» **WHAT IS NEEDED**: When you write out the records, keep every line exactly as it is.

» **Saved entries**:
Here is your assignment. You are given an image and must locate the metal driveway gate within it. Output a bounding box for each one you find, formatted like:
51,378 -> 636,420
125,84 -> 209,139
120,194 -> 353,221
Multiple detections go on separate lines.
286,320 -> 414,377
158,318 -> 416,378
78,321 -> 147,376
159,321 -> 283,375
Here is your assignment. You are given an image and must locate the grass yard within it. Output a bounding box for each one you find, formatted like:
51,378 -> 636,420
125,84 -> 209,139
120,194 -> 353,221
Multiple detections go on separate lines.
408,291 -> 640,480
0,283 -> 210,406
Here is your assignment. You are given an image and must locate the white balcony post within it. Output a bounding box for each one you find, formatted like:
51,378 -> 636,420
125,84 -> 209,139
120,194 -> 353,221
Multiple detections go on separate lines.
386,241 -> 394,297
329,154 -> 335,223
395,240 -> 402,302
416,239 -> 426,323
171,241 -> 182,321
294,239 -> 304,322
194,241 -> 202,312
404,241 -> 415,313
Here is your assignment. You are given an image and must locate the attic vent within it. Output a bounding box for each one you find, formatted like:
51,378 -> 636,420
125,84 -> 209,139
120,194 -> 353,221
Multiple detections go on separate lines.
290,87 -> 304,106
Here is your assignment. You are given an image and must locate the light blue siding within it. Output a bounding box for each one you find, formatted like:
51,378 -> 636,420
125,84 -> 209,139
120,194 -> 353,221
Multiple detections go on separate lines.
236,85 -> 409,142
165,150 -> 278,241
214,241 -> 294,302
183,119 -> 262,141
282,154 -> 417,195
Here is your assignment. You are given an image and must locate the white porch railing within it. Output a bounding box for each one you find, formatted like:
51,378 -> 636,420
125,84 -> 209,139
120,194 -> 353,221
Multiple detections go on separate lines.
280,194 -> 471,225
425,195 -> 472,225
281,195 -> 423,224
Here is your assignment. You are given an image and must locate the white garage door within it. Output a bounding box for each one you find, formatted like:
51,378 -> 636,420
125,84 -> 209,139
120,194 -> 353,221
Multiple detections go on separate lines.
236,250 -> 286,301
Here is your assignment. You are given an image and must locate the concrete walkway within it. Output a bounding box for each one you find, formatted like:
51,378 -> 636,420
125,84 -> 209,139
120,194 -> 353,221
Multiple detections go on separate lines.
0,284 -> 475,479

» **ANSWER TO THIS TASK**:
Here is your assignment. You are given an image and must locate the metal driveway gate within it. Output a bounding box for each one you find, formatted like:
51,378 -> 636,420
125,84 -> 209,139
120,194 -> 353,221
Multiple detections go on separate lines.
286,320 -> 414,377
158,318 -> 416,378
78,321 -> 147,376
159,321 -> 283,375
Here is your assignment. You are given an image and must locate the grass yard within it. Output a bounding box for each one you find, formatted like:
51,378 -> 636,420
125,84 -> 209,139
120,194 -> 353,221
Multiple detections go on separate lines.
408,291 -> 640,480
0,283 -> 210,406
Here is your assignment. You are given an image and must locate the white balcony post within it. Output a bounding box for each one you find, formatted like:
51,378 -> 636,420
125,84 -> 209,139
120,194 -> 353,221
Multiple detections go on separate lines.
386,241 -> 394,297
329,154 -> 335,223
395,240 -> 402,302
416,239 -> 426,323
171,241 -> 182,321
294,239 -> 304,322
194,241 -> 202,312
404,241 -> 415,313
Here is your assignment. You are given an image and must locate the attic vent within it. Output a bounding box for each one you find, formatted like:
51,378 -> 636,420
125,84 -> 209,139
120,194 -> 353,221
Multiple detections go on separate lines.
290,87 -> 304,106
Here is your assignment. You are given an image and must locate the light blue siding within it. Output a bounding box for each one you find, formatted like:
51,378 -> 636,420
125,84 -> 209,139
120,194 -> 353,221
Multiple detections go on separate lines.
236,85 -> 409,142
165,150 -> 278,241
214,241 -> 294,302
183,119 -> 262,141
282,154 -> 417,195
Here is your assignment. You are given an image and must locate the white porch railing within it. Output a bounding box for each one you find, formatted like:
51,378 -> 636,420
125,84 -> 209,139
120,194 -> 353,221
Multiple detections go on separate lines.
280,194 -> 471,225
425,195 -> 472,225
281,195 -> 423,224
Here is your assignment. You are given an image and must locate the white garage door within it. Output a bounding box for each one you find, formatted like:
51,378 -> 636,420
125,84 -> 209,139
120,194 -> 353,221
Multiple detections go on separate lines.
236,250 -> 286,301
Here is your assignment. You are given an image and must locate the concrete walkway within it. Output a bounding box for each one you find, formatted like:
51,378 -> 636,420
125,84 -> 209,139
120,194 -> 353,221
Multiple detections go on separate lines.
0,284 -> 475,479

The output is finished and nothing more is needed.